**THE RECORDS**:
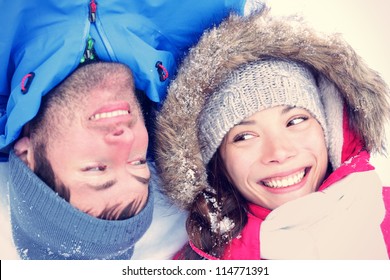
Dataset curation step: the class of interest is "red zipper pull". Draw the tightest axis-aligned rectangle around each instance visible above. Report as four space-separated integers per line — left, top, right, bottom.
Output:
20 72 35 94
155 61 169 82
89 0 97 22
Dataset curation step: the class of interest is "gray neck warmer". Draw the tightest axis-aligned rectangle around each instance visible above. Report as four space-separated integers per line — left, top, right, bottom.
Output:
8 151 153 259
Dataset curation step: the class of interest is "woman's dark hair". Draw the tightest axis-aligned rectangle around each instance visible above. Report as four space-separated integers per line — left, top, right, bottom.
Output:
177 150 248 259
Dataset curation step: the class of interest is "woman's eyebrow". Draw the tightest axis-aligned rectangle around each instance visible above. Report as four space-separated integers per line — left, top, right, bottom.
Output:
281 106 295 114
236 119 256 126
235 106 297 127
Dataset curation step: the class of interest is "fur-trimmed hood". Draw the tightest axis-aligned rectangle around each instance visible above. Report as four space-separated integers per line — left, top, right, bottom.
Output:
155 8 390 210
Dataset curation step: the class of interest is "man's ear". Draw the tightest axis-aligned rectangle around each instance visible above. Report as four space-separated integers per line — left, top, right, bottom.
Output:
14 137 35 170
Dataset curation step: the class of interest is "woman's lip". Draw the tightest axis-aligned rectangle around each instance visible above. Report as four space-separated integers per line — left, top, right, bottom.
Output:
260 168 307 181
258 167 310 194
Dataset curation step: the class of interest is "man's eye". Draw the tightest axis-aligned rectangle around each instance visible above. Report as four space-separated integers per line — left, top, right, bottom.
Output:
129 159 147 166
287 116 308 127
84 165 106 172
233 133 255 142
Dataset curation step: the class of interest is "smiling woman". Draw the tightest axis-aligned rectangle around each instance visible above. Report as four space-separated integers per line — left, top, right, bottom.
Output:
220 106 328 210
155 6 390 260
199 60 329 211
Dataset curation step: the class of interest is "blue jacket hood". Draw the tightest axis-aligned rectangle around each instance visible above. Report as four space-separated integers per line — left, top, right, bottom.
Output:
0 0 253 155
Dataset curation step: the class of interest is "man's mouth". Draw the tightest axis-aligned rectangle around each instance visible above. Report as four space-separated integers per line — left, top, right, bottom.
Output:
261 169 307 188
89 110 130 121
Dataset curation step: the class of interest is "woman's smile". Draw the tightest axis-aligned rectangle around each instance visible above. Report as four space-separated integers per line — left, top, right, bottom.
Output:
258 168 310 194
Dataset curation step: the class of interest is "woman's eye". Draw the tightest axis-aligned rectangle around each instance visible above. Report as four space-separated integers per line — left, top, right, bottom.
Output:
233 133 255 142
129 159 147 166
287 116 308 127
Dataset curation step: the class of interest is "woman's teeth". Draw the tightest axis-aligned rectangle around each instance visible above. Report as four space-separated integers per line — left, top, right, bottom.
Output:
90 110 129 120
262 170 306 188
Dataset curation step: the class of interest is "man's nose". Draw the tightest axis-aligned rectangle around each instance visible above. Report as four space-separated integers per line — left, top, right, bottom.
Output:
104 124 135 146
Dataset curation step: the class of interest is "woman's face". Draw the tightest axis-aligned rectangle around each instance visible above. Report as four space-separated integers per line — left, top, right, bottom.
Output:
220 106 328 210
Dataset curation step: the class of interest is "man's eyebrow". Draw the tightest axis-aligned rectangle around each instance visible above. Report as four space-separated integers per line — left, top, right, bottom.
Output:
132 175 150 185
86 175 149 191
88 180 117 191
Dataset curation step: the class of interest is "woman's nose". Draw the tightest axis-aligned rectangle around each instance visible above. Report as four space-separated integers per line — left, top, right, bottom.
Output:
261 135 297 164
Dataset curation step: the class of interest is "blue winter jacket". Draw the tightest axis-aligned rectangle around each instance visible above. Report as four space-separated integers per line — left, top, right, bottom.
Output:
0 0 257 158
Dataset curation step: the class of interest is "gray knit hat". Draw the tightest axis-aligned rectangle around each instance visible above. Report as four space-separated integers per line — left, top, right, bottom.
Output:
198 59 327 164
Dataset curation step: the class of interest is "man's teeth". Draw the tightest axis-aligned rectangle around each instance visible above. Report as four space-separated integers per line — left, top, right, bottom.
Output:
262 170 305 188
90 110 129 120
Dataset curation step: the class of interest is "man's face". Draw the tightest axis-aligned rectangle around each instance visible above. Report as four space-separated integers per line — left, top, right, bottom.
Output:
44 86 150 220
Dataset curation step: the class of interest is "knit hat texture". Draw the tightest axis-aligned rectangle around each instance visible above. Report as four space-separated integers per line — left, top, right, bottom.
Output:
198 59 327 164
8 151 154 259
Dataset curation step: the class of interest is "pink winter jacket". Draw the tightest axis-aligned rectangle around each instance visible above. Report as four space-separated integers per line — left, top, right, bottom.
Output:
190 156 390 260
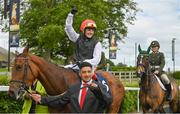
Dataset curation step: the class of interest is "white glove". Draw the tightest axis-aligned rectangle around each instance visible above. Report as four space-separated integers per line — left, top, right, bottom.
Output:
154 70 159 74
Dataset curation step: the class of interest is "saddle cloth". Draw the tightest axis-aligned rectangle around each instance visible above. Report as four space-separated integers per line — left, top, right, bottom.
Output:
95 73 110 92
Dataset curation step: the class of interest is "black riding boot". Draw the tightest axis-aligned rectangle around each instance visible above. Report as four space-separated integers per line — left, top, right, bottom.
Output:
165 84 172 101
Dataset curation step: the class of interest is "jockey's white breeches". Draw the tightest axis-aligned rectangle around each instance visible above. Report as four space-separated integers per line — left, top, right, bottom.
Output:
160 73 170 84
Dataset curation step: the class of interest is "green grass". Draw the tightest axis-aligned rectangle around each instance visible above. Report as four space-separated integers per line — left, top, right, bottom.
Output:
0 68 8 72
176 80 180 85
122 79 180 87
0 76 10 85
122 80 139 87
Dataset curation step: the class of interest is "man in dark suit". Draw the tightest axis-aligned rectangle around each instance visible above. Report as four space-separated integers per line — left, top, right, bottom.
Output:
31 62 112 113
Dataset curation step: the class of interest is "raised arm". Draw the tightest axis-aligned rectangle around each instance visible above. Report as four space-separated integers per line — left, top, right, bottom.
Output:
65 13 80 42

**PROBLEM REQUIREMENTS**: A count is wanted, and nothing else: the lines of this listing that include the word "gray".

**EXERCISE OUTPUT**: 2